● **WHAT IS ASKED**:
Copy only the lines starting at the one with "Each instance of the street" and ending at the one with "[[21, 124], [97, 125], [62, 189], [102, 168]]", substituting "light pole" for "lamp post" and leaving everything else unchanged.
# start of EXCERPTED RECORDS
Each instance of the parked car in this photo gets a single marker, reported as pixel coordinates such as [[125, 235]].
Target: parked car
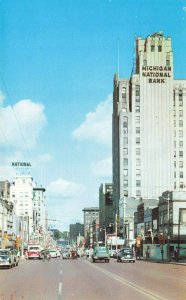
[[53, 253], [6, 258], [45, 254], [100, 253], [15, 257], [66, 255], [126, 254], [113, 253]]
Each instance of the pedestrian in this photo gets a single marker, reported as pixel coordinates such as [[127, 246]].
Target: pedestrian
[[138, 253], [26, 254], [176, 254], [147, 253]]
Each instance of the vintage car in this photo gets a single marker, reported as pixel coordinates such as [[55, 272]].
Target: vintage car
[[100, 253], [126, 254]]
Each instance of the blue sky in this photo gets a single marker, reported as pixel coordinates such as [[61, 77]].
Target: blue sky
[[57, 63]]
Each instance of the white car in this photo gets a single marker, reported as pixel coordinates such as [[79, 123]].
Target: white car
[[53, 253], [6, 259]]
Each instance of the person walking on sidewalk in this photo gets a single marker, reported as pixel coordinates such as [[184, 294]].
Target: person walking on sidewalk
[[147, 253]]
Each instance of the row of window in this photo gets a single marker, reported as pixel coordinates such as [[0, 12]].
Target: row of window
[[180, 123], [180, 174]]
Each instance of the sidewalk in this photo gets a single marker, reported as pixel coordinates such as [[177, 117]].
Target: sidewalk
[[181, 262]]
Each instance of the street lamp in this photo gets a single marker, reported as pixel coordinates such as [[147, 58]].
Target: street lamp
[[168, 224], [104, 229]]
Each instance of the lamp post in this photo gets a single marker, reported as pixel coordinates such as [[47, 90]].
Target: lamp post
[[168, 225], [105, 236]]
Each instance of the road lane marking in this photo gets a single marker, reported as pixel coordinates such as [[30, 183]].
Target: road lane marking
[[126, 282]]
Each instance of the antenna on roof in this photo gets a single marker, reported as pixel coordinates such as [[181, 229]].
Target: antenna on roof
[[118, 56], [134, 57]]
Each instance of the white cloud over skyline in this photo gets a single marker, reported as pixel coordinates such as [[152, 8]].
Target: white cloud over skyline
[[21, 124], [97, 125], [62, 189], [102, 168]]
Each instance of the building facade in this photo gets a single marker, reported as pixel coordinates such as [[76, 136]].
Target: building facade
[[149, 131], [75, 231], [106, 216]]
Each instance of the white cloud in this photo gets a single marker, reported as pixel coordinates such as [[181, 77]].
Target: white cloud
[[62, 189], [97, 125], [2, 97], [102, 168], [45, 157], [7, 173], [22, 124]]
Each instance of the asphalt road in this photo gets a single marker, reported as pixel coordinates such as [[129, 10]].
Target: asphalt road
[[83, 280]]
# end of EXCERPTED RECORDS
# start of EXCERPTED RECORDS
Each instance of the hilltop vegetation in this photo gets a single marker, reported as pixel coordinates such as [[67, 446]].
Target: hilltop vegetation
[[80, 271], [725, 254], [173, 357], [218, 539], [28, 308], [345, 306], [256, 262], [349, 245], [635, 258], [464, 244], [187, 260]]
# end of EXCERPTED RECORDS
# start of EXCERPTED RECORDS
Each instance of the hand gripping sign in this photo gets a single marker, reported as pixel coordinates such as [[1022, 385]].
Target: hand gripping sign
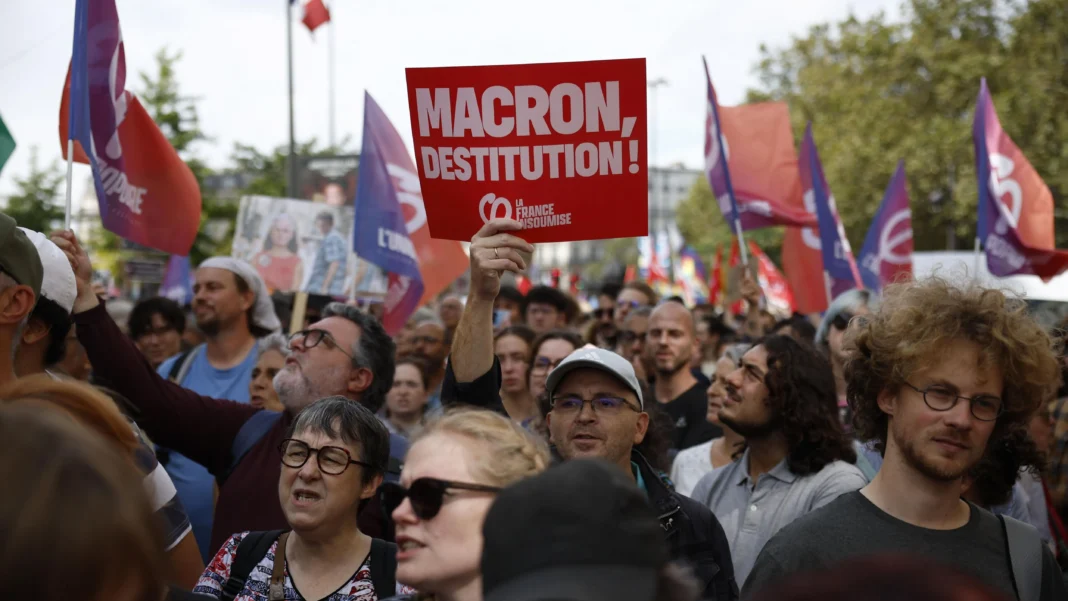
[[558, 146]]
# end of EXCERPTED RECORDS
● **COMPLETE ANSWER**:
Each instance of the street lamp in this photo gets a single marker, reported as pixel coordinates such as [[147, 58]].
Target: street lamp
[[168, 224], [104, 229]]
Each instance of the light pole in this photo gets a single marker, reported as pixel coordinates such as [[47, 90]].
Target: light pole
[[168, 225], [105, 236]]
Each instance of the road lane marking in this photo gets a single marker, reported as pixel coordinates such as [[30, 183]].
Target: road lane marking
[[126, 282]]
Each instance of the antenna on roof in this photo gets a single marker, reported as pixel coordinates such as [[181, 229]].
Target: antenna on roof
[[118, 56], [134, 57]]
Each instance of the white cloud over skyline in this photo gets a single marker, reported as pixel coordinates such as [[152, 8]].
Target: white cloud over skyline
[[21, 124], [97, 125], [62, 189], [102, 168]]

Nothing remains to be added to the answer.